Mehdi Fikri, 19/10/2012
Le soir du 9 juin 2009, Arezki Kerfali, 61 ans, et Ali Ziri, 69 ans, fêtaient le mariage du fils d’Ali, à Argenteuil. « On était joyeux, on avait mangé, on avait bu », raconte Arezki Kerfali. Boulevard Jeanne-d’Arc, ils tombent sur une patrouille de police. Contrôle, interpellation tendue : Ali Ziri est amené au poste. Dans la voiture, les agents immobilisent le vieil homme. Et deux heures plus tard, il décède d’une insuffisance respiratoire.
Mercredi, le juge d’instruction chargé de l’affaire a blanchi les forces de l’ordre, tandis qu’Arezki Kerfali reste poursuivi pour outrage à agents. Selon l’ordonnance de non-lieu, « l’information n’a établi aucun acte de violence volontaire qui aurait été la cause directe ou indirecte du décès ». « C’est une mascarade ! » dénonce Arezki Semache, porte-parole du collectif Vérité et justice pour Ali Ziri. « C’est une affaire qui montre à quel point c’est difficile de poursuivre des policiers », déplore Stéphane Maugendre, l’avocat d’Ali Ziri et d’Arezki Kerfali.

**LIGNES DE DONNÉES**

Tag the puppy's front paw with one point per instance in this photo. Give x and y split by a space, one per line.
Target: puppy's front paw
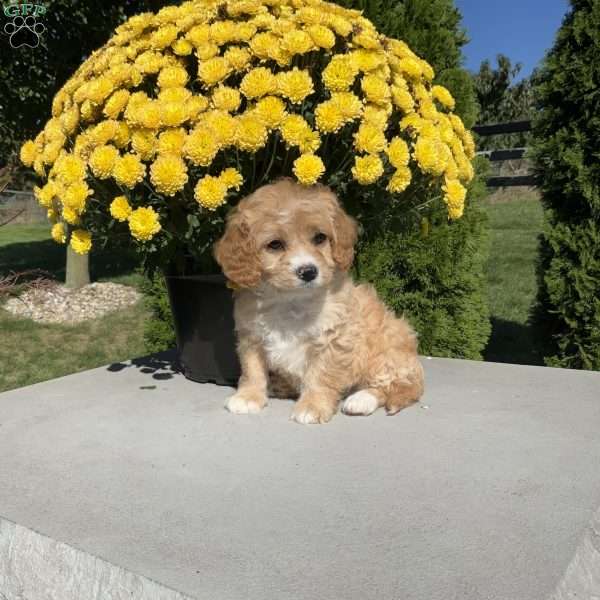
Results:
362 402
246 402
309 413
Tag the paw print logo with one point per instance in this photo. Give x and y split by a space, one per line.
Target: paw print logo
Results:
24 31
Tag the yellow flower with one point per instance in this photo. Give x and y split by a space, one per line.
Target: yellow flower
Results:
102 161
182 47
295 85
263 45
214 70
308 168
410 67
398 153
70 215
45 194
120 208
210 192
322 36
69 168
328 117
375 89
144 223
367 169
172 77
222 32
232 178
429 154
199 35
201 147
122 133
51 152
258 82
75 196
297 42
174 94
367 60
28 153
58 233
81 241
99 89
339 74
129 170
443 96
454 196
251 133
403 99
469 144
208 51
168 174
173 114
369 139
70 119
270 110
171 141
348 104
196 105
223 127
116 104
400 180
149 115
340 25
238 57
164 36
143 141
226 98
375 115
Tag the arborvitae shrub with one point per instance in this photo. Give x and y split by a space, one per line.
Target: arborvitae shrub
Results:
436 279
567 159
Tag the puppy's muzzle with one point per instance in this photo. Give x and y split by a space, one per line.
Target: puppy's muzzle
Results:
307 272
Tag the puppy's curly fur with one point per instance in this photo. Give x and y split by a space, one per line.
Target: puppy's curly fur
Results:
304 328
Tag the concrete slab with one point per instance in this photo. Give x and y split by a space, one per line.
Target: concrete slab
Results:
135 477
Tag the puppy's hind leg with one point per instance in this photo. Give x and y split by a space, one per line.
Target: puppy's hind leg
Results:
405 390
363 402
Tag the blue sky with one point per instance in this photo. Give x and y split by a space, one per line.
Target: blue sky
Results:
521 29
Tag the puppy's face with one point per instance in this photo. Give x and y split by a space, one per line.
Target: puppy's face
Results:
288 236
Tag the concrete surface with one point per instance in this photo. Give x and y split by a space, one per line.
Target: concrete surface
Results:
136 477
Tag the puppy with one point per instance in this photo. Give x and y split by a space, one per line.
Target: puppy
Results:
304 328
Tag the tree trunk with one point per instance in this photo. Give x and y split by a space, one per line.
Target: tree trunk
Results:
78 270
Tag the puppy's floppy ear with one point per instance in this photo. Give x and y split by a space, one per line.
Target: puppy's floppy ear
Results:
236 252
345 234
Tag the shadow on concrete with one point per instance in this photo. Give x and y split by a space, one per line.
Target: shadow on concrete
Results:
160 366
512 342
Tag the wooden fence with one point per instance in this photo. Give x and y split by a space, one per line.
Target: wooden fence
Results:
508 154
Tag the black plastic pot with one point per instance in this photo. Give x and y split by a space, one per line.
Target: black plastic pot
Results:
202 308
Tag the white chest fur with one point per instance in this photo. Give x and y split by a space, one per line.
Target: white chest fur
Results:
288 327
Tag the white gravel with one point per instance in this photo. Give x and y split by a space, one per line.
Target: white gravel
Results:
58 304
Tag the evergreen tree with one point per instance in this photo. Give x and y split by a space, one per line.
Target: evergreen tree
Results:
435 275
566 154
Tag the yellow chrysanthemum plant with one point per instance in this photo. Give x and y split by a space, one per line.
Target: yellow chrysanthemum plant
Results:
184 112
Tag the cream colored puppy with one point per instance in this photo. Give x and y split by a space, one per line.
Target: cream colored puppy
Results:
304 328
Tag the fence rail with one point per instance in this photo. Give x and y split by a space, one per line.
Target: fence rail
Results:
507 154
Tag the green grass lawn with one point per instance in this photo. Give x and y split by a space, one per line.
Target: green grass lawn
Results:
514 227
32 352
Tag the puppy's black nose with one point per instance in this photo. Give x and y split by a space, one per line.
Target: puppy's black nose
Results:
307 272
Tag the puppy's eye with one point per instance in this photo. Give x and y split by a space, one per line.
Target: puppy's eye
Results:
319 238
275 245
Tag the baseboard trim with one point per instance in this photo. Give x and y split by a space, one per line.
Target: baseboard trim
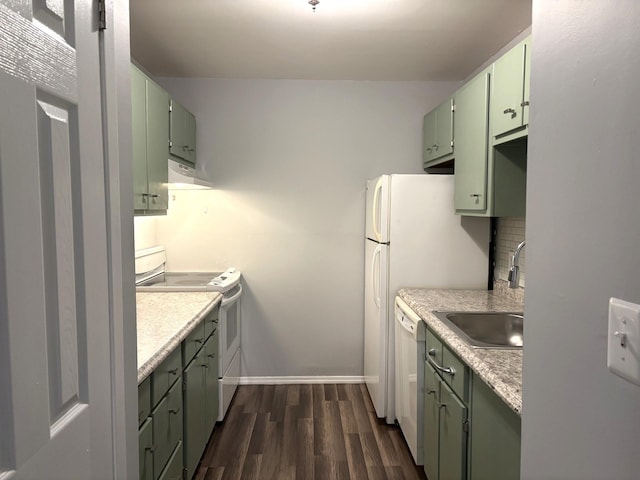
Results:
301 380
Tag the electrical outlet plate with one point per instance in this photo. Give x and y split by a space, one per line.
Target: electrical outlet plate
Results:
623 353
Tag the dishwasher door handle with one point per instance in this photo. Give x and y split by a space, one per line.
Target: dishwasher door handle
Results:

==

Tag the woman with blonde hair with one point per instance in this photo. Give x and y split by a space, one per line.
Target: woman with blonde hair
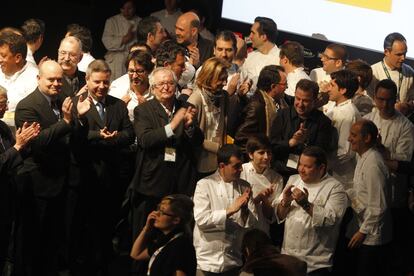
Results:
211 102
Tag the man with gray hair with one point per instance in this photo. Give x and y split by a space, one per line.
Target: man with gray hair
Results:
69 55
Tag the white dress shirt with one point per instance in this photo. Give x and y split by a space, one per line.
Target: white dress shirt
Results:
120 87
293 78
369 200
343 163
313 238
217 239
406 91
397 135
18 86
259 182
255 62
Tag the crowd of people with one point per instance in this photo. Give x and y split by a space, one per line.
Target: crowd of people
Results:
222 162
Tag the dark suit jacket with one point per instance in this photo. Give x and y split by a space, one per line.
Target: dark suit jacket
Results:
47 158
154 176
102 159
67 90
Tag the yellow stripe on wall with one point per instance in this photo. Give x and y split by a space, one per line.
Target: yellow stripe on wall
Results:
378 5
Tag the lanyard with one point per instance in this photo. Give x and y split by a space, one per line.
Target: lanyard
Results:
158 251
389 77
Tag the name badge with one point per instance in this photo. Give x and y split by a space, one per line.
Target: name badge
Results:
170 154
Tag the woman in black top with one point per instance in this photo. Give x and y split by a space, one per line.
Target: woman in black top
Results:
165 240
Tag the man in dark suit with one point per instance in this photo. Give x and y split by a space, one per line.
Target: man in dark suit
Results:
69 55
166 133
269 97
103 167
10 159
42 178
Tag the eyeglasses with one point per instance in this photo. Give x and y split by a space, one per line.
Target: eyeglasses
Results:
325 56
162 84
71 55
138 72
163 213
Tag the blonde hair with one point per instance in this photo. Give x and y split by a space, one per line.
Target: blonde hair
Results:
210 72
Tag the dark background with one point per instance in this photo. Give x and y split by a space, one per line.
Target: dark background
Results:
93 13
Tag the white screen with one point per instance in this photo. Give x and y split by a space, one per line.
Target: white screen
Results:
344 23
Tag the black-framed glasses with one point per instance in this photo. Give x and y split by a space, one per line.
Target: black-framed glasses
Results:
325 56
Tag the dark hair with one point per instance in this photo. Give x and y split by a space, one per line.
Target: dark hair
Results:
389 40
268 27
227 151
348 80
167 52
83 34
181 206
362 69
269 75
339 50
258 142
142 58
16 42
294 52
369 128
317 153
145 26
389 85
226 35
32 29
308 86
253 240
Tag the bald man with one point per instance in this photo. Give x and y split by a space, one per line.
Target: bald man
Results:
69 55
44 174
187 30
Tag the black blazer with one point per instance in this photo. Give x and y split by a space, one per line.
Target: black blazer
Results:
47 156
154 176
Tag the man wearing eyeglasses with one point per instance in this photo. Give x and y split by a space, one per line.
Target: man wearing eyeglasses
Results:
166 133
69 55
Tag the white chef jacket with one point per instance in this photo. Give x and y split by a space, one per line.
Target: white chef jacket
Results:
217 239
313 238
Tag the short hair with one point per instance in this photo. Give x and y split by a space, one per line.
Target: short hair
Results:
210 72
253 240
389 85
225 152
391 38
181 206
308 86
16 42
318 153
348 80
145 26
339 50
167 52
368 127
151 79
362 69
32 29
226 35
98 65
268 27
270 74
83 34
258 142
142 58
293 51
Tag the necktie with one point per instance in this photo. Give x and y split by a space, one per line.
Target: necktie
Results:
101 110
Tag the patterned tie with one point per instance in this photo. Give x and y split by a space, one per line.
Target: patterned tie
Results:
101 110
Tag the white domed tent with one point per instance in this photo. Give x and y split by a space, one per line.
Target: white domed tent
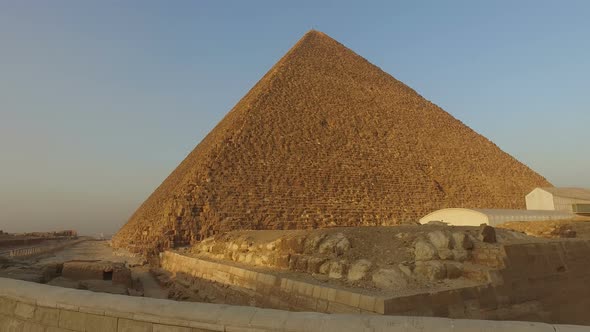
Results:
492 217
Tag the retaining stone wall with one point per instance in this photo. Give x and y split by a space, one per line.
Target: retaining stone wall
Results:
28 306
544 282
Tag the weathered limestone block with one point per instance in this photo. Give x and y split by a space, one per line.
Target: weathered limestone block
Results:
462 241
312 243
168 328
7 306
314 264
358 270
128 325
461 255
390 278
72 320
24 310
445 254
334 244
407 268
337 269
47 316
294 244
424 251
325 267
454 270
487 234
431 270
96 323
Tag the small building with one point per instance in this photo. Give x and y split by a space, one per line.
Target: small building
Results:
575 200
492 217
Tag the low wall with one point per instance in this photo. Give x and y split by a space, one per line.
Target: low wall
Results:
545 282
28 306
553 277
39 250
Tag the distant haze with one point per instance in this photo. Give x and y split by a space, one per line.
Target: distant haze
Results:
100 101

...

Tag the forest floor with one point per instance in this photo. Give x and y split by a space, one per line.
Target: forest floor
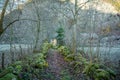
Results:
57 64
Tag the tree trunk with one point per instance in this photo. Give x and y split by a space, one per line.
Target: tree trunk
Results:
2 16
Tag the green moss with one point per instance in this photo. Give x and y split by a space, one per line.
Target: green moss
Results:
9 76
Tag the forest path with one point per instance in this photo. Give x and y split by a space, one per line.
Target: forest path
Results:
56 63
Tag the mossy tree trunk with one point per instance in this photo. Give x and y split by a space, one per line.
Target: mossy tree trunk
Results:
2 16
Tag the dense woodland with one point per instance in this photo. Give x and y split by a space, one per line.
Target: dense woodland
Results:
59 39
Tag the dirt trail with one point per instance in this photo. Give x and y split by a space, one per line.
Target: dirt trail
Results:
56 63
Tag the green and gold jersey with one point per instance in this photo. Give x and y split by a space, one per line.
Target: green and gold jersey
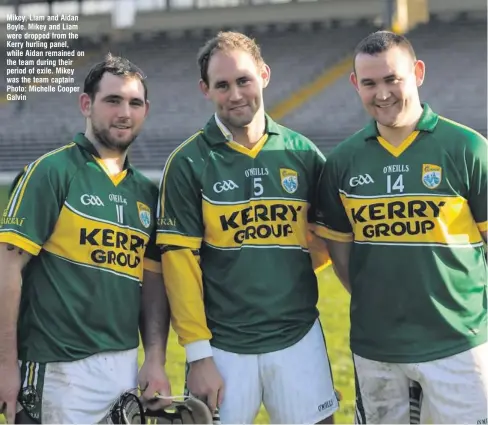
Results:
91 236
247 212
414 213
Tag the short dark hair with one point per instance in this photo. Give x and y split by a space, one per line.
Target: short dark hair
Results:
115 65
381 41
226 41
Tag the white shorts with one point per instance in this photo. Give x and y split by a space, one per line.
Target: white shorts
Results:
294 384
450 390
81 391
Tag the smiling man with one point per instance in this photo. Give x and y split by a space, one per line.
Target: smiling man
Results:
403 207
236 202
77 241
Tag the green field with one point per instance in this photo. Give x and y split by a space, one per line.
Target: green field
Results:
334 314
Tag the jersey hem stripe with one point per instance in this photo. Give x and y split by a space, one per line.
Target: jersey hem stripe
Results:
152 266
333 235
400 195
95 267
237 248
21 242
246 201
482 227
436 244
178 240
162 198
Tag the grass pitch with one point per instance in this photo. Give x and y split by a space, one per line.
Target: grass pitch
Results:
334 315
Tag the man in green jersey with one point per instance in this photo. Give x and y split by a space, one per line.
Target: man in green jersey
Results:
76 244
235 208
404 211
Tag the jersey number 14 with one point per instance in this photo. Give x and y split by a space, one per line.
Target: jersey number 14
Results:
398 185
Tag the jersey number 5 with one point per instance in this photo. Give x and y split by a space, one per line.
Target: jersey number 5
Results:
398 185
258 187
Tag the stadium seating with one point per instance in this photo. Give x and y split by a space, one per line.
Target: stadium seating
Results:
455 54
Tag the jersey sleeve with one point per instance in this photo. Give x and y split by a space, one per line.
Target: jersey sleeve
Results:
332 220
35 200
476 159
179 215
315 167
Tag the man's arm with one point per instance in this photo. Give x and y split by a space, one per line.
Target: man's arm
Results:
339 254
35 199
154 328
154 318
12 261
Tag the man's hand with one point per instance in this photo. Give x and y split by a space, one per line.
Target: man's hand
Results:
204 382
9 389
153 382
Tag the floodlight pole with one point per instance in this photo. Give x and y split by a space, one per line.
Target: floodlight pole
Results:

**CONSIGNE**
Pour chaque affirmation, indiquez si elle concorde avec l'article sur la mort d'Ali Ziri : répondez par oui ou par non et citez les mots de l'article qui tranchent.
1. Ali Ziri est mort d'une insuffisance respiratoire deux heures après son interpellation.
2. Arezki Kerfali ne fait plus l'objet d'aucune poursuite.
3. Stéphane Maugendre est le porte-parole du collectif Vérité et justice pour Ali Ziri.
Les lignes n'ont aucun rapport avec l'article.

**CORRIGÉ**
1. Oui : « Et deux heures plus tard, il décède d’une insuffisance respiratoire. »
2. Non : « tandis qu’Arezki Kerfali reste poursuivi pour outrage à agents »
3. Non : « Arezki Semache, porte-parole du collectif Vérité et justice pour Ali Ziri »